━━━ Stored data

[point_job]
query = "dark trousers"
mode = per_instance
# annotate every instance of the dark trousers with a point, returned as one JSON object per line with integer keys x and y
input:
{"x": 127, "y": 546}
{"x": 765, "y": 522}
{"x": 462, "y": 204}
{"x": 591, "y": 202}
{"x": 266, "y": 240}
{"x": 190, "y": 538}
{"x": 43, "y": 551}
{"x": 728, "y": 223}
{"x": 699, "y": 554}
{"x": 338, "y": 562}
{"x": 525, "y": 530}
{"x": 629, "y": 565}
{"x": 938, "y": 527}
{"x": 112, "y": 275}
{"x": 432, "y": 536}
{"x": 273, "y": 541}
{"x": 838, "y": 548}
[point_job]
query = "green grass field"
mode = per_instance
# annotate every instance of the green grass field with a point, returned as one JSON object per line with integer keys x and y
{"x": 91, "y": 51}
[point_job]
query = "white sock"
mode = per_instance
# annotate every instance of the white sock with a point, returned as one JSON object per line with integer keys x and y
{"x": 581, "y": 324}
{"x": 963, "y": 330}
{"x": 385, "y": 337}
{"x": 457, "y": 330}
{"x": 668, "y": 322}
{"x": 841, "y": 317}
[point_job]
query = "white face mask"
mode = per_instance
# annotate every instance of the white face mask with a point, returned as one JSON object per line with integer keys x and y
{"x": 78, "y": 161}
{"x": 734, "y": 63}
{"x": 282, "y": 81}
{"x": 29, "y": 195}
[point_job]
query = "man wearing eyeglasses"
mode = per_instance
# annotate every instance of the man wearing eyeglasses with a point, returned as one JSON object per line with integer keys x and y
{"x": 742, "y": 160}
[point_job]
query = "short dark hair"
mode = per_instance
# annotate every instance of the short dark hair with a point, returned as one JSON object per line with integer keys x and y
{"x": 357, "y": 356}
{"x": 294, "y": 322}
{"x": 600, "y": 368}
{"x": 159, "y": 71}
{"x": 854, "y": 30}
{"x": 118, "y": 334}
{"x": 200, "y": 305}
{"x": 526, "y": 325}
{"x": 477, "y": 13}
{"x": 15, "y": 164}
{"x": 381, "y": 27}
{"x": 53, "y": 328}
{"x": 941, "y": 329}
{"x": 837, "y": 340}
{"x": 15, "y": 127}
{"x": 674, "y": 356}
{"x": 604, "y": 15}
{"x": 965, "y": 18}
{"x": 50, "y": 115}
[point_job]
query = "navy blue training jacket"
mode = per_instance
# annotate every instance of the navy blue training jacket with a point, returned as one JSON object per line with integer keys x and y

━━━━━━

*Given task*
Take the listing above and write it out again exactly.

*Written answer*
[point_job]
query = "dark trousers"
mode = per_instance
# annotate every instance of the dark trousers with a point, returned as one JSON object per line with integer keys x and y
input:
{"x": 127, "y": 546}
{"x": 765, "y": 522}
{"x": 462, "y": 204}
{"x": 591, "y": 202}
{"x": 266, "y": 240}
{"x": 190, "y": 538}
{"x": 43, "y": 551}
{"x": 728, "y": 223}
{"x": 699, "y": 554}
{"x": 338, "y": 562}
{"x": 525, "y": 530}
{"x": 629, "y": 565}
{"x": 938, "y": 527}
{"x": 112, "y": 275}
{"x": 432, "y": 536}
{"x": 273, "y": 541}
{"x": 838, "y": 548}
[point_job]
query = "green grass field"
mode = per_instance
# annotate every instance of the green grass field with a point, returned as one JSON object per line with integer keys x and y
{"x": 91, "y": 51}
[point_job]
query = "white sock"
mode = per_instance
# annotate every instance of the white sock with a point, returned as one JSON object per line with integer keys x and y
{"x": 581, "y": 324}
{"x": 963, "y": 330}
{"x": 385, "y": 337}
{"x": 457, "y": 330}
{"x": 668, "y": 322}
{"x": 841, "y": 317}
[point_job]
query = "white face mask"
mode = per_instance
# annotate every instance of the white face mask with a point, returned as one JSON object per line with integer keys x and y
{"x": 78, "y": 161}
{"x": 734, "y": 63}
{"x": 282, "y": 81}
{"x": 29, "y": 195}
[point_job]
query = "man wearing eyeglasses"
mode = per_instance
# annotate every instance of the man wearing eyeglasses with a point, returned as one JSON object per line with integer keys x and y
{"x": 742, "y": 160}
[point_job]
query = "short dark hair"
mode = per_instance
# annotate every instance of the short dark hair with a point, returned as one JSON object per line with integer keys x and y
{"x": 357, "y": 356}
{"x": 294, "y": 322}
{"x": 600, "y": 368}
{"x": 159, "y": 71}
{"x": 854, "y": 30}
{"x": 118, "y": 334}
{"x": 200, "y": 305}
{"x": 526, "y": 325}
{"x": 477, "y": 13}
{"x": 15, "y": 164}
{"x": 381, "y": 27}
{"x": 53, "y": 328}
{"x": 941, "y": 329}
{"x": 837, "y": 340}
{"x": 15, "y": 127}
{"x": 674, "y": 356}
{"x": 604, "y": 15}
{"x": 965, "y": 18}
{"x": 50, "y": 115}
[point_job]
query = "navy blue training jacket"
mode = per_instance
# annotate every instance of the navy blue training jacket with a point, returned as one JSON object per line with integer keys x and y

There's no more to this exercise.